Trecho do documento:

-.-.-

Mas isso é apenas parte do problema. Um segundo elemento a ser considerado é o elevado índice de desistência da profissão. Grande número dos que se formam professores não terão as salas de aula como destino ocupacional. Estudo recente sobre alunos que cursaram História entre 1998 e 2001 aponta que, dos 45 que entraram (44 vestibular + 1 obtenção de novo título), 38 se formaram; desses, 7 estavam na sala de aula na ocasião da pesquisa, sendo que 4 revelaram que estavam em vias de abandoná-la, ou seja, somente três pretendiam continuar atuando como professor da educação básica (AMORIM, 2012).

A UFMG fez elevado investimento, nas duas últimas décadas, criando cursos exclusivamente de licenciatura, em que a escolha precede o vestibular. Grande parte dos alunos desses cursos diz explicitamente que a sala de aula não é a sua opção. E um dos motivos mais apontados é a informação sobre o elevado índice de abandono da profissão, isto é, professores experientes que se afastam por adoecimento ou por não suportarem mais ser vítimas de violência física e/ou simbólica no cotidiano da sala de aula.

Internamente, a Universidade tem enfrentado o problema com ações como o Programa Institucional de Bolsas de Iniciação à Docência (PIBID), que concede bolsas de estudos e realiza um diferenciado trabalho de formação para alunos dos cursos de licenciatura. Trata-se de projeto inovador e que tenta garantir condições mais adequadas de percurso escolar desses estudantes. Contudo, se não forem modificadas as condições gerais da docência, para fazer dela uma carreira atrativa, há fortes indícios de que não teremos professores para atuar na universalização da educação básica, conforme prevê o PNE.

-.-.-

Seção de dados:
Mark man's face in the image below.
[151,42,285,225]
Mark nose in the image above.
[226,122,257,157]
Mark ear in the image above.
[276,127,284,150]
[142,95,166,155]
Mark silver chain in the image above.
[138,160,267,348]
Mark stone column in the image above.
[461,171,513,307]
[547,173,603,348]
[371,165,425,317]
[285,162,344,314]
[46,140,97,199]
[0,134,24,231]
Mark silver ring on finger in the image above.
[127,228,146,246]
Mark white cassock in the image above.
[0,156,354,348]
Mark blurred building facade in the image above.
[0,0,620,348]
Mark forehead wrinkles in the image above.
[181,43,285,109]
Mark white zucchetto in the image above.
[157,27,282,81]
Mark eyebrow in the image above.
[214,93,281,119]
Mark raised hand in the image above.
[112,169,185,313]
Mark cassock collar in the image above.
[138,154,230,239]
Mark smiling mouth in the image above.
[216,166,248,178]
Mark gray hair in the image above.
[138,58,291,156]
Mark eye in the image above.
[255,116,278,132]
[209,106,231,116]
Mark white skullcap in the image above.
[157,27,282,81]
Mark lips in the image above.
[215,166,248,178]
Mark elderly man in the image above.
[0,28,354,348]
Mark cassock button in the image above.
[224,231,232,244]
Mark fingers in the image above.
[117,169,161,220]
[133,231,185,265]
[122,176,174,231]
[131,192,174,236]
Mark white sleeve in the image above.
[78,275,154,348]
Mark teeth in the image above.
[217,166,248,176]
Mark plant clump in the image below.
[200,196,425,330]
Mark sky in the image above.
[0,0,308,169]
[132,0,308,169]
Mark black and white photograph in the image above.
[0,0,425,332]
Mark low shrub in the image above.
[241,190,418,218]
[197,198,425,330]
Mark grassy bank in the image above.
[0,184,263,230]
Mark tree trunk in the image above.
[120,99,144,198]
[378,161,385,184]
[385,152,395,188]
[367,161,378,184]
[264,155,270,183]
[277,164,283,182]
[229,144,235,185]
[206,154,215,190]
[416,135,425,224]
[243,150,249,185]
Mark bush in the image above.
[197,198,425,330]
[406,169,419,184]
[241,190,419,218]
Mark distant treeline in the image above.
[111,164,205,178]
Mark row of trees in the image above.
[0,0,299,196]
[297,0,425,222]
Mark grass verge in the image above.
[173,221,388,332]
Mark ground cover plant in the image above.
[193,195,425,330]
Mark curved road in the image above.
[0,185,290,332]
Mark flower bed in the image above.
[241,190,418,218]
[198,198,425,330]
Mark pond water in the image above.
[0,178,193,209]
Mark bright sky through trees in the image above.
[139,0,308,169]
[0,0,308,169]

-.-.-

Questão breve A: Segundo o trecho sobre a carreira docente, quantos dos formados em História pretendiam continuar atuando como professor da educação básica?
Questão breve B: Reproduza o trecho sobre a carreira docente, começando em "Mas isso é apenas" e seguindo até "básica (AMORIM, 2012).".
Questão breve C: Dê continuidade ao trecho sobre a carreira docente a partir do ponto em que ele termina.

Resposta A: Somente três.

Resposta B:
Mas isso é apenas parte do problema. Um segundo elemento a ser considerado é o elevado índice de desistência da profissão. Grande número dos que se formam professores não terão as salas de aula como destino ocupacional. Estudo recente sobre alunos que cursaram História entre 1998 e 2001 aponta que, dos 45 que entraram (44 vestibular + 1 obtenção de novo título), 38 se formaram; desses, 7 estavam na sala de aula na ocasião da pesquisa, sendo que 4 revelaram que estavam em vias de abandoná-la, ou seja, somente três pretendiam continuar atuando como professor da educação básica (AMORIM, 2012).

Resposta C:
A formação inicial e continuada dos docentes

A formação docente tem se constituído num dos maiores desafios à educação, uma vez que o que entendemos por desenvolvimento profissional não é algo que se esgota com a formação inicial, por mais consistente que seja, e nem se conquista com os tradicionais cursos de fim de semana realizados em nome da formação continuada. Segundo o Parecer nº 9, de 2001, do Conselho Nacional de Educação/Conselho Pleno (CNE/CP), que fundamentou a Resolução CNE/CP nº 1, de 2002, apesar dos significativos avanços relativamente ao acesso à Educação Básica em nosso país, há sérios problemas a serem superados na aprendizagem dos alunos no sentindo de permitir-lhes um acesso real ao conhecimento sistematizado, ao acervo cultural acumulado pela humanidade e às condições objetivas que tornam possível uma educação verdadeiramente inclusiva. E mesmo se considerando que este não é o único fator importante para o bom desempenho dos estudantes, uma boa qualificação dos professores pode ser fator decisivo quando o assunto é qualidade da educação.

Uma leitura atenta dos pareceres do CNE e das respectivas Resoluções que eles fundamentaram ao estabelecer as diretrizes dos cursos de licenciatura, sua duração e carga horária, nos permite ver que são bastante consideráveis os avanços trazidos pela nova regulação dos cursos de formação de professores (SOUZA, 2007; 2013): o caráter democrático da sua elaboração, que resultou de amplo debate com representantes de grande número de entidades ligadas à educação escolar; a reivindicação da profissionalização da docência, vista como algo que exige mais do que a posse de um dom ou a entrega pessoal a uma vocação; o estabelecimento de autonomia do percurso de formação docente, visando superar a visão da licenciatura como apêndice do bacharelado; nova concepção de educação básica, extensiva a toda a população de zero a 17 anos; ampliação da dimensão prática da formação, com grande aumento da carga horária de estágios; e a busca da formação das competências, visando superar "a improvisação, o amadorismo, a mediocridade", para usar as palavras de Iria Brzezinski (1998, p. 166).

Esse esforço, contudo, de melhor organizar internamente os cursos de licenciatura não nos pode fazer esquecer que não se mudam práticas cristalizadas no tempo apenas com pareceres e resoluções e que os fatores internos às universidades não podem ser lidos fora do contexto social no qual cada uma delas está inserida. Não basta, pois, uma organização curricular que supere o famoso 3 + 1, se as práticas cotidianas dos professores formadores estabelecem uma hierarquia entre bacharelado e licenciatura, em que a formação pedagógica, quando não é vista como inteiramente desnecessária, é apenas tolerada como um verniz cultural, já que o essencial da formação, segundo esses professores, é o domínio dos conteúdos específicos de cada área.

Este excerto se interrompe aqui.